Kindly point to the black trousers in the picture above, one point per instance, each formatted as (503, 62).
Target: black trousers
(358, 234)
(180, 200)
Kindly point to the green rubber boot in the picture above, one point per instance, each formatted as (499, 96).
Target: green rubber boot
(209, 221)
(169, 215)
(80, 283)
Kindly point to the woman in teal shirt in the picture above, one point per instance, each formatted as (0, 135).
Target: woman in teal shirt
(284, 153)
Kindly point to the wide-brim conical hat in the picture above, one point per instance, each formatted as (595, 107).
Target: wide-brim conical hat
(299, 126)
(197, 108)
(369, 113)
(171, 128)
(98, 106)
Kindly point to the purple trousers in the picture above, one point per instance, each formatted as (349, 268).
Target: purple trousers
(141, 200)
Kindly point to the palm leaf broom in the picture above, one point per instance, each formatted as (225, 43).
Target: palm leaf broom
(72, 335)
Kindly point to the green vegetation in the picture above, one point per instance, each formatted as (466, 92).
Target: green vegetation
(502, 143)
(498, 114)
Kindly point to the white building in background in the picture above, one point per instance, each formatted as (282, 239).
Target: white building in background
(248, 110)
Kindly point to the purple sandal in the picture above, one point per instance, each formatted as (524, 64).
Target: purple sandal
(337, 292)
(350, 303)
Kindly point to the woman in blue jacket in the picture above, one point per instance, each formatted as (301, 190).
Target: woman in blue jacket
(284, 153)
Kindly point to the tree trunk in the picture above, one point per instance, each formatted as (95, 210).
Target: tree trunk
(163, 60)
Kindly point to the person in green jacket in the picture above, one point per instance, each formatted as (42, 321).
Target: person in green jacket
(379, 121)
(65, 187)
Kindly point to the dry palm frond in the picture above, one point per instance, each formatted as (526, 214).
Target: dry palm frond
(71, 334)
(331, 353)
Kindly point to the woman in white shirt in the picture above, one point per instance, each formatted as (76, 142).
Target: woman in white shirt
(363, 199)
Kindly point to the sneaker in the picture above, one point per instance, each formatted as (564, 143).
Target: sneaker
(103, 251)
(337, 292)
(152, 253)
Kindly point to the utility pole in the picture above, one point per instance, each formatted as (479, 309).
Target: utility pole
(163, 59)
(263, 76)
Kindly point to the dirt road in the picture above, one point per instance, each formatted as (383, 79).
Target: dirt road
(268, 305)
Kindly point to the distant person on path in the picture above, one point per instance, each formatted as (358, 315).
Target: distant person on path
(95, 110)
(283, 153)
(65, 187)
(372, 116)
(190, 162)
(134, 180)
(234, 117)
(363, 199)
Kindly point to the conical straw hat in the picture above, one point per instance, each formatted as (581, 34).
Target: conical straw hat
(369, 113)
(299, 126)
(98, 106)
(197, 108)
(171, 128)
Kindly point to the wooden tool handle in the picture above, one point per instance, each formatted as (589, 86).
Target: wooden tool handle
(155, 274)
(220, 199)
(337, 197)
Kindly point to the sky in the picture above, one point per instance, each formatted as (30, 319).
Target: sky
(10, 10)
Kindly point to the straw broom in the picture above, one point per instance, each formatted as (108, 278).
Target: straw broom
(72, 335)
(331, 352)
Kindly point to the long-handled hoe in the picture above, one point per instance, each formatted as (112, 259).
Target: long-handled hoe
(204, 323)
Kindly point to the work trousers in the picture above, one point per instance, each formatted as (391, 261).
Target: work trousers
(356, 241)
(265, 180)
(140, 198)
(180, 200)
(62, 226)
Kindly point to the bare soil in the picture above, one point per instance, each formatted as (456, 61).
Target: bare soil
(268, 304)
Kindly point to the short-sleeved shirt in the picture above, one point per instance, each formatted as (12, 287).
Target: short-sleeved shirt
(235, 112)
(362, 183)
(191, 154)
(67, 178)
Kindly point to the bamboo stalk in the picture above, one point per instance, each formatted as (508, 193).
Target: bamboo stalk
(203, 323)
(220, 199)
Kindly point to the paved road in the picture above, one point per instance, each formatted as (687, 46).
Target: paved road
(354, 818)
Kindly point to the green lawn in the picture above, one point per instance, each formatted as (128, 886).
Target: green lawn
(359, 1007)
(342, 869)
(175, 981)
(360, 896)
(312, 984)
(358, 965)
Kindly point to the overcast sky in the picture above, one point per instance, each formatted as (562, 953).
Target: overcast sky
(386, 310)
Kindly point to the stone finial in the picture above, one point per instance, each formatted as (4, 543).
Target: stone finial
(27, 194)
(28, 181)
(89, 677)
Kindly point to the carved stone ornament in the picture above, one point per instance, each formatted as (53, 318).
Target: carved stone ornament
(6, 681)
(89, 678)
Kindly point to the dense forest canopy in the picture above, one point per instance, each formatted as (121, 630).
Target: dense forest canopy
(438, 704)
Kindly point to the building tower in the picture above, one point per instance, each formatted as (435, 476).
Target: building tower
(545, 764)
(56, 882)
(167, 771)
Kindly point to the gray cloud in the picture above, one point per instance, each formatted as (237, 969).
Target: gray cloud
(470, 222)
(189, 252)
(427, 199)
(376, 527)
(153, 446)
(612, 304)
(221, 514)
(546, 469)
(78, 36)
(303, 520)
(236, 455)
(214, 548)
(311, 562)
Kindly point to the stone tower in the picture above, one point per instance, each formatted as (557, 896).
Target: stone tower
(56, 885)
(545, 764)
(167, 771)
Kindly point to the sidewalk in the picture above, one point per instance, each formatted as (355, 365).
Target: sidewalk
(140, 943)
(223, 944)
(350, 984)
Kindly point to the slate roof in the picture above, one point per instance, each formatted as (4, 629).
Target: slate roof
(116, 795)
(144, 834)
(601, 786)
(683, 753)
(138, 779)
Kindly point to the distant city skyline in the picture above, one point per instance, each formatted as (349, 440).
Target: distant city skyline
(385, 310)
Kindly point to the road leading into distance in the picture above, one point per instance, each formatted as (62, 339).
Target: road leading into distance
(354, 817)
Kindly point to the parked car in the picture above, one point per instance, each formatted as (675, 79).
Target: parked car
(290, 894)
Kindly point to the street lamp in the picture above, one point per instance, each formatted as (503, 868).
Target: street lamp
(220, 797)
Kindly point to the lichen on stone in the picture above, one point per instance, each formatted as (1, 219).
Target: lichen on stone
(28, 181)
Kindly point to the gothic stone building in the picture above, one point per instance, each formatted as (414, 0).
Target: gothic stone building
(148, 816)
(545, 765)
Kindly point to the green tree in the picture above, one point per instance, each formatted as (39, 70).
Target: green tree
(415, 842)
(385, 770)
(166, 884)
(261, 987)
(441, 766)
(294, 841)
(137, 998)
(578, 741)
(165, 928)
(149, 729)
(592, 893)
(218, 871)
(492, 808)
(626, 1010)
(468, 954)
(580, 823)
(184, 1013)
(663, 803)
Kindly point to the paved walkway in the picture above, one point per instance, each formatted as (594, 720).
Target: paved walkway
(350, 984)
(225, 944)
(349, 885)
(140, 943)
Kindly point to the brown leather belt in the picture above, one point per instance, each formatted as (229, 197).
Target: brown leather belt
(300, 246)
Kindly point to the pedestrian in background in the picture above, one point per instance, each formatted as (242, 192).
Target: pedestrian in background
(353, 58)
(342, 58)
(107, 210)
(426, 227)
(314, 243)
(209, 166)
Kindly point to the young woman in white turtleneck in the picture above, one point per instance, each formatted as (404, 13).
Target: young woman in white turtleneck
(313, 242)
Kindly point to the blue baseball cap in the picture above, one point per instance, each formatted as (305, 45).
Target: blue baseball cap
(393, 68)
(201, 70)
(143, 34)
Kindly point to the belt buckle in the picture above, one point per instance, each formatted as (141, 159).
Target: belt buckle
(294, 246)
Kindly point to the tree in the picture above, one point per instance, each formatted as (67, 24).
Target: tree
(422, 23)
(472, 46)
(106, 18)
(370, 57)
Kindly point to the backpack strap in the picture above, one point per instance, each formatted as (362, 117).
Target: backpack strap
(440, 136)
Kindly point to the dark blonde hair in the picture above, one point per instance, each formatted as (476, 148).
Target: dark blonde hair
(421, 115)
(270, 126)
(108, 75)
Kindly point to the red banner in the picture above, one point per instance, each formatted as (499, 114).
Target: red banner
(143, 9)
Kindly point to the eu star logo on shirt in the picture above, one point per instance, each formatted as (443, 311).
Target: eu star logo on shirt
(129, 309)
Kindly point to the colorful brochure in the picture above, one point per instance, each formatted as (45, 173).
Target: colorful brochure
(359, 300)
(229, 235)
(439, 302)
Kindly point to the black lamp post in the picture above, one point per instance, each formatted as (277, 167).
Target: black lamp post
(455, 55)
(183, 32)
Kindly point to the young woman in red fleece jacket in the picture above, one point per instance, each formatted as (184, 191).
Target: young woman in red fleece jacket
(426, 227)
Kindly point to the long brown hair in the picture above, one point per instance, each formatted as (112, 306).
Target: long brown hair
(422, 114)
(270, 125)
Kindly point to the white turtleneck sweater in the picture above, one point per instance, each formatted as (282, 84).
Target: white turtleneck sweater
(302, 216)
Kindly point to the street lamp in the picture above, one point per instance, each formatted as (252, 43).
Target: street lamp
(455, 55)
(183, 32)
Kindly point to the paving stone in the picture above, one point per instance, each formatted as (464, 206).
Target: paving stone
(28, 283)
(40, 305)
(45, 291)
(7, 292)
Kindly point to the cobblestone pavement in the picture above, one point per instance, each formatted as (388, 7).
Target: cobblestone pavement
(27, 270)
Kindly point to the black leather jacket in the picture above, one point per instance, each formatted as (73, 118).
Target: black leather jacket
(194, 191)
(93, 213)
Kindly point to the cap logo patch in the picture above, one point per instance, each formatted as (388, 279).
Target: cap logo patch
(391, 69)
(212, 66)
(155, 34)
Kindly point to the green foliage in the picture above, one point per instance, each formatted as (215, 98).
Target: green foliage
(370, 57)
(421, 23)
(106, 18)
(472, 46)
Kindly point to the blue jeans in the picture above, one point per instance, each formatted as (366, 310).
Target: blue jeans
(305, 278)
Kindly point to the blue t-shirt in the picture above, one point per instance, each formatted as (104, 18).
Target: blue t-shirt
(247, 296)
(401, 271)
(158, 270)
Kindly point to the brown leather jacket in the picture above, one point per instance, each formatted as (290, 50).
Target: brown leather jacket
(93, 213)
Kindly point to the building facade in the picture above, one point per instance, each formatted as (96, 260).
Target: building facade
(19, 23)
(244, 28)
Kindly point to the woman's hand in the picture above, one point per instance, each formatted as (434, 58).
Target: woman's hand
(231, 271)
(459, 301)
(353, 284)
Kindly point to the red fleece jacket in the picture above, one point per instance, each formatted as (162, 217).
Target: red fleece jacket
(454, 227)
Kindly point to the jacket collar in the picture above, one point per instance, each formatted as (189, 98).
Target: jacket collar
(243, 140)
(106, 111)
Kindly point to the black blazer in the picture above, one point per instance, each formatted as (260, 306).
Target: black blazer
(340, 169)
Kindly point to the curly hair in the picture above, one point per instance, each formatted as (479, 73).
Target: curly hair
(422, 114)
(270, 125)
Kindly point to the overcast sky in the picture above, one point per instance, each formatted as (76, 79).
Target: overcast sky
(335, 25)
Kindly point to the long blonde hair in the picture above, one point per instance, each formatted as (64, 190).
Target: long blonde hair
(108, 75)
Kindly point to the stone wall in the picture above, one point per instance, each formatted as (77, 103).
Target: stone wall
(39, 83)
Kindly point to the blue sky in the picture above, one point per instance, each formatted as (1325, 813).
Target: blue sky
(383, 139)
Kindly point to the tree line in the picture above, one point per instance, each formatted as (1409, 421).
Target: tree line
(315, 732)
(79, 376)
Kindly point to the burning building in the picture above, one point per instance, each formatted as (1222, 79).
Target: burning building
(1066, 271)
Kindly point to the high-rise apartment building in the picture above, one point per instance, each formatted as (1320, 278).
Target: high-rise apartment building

--

EXERCISE DIRECTIONS - If a line in the entries contains "apartment", copy it.

ANSWER TO THIS EXERCISE -
Kindly point to the high-rise apartment building in the picture above, one point per instance, each formatted as (1320, 278).
Target: high-rise apartment building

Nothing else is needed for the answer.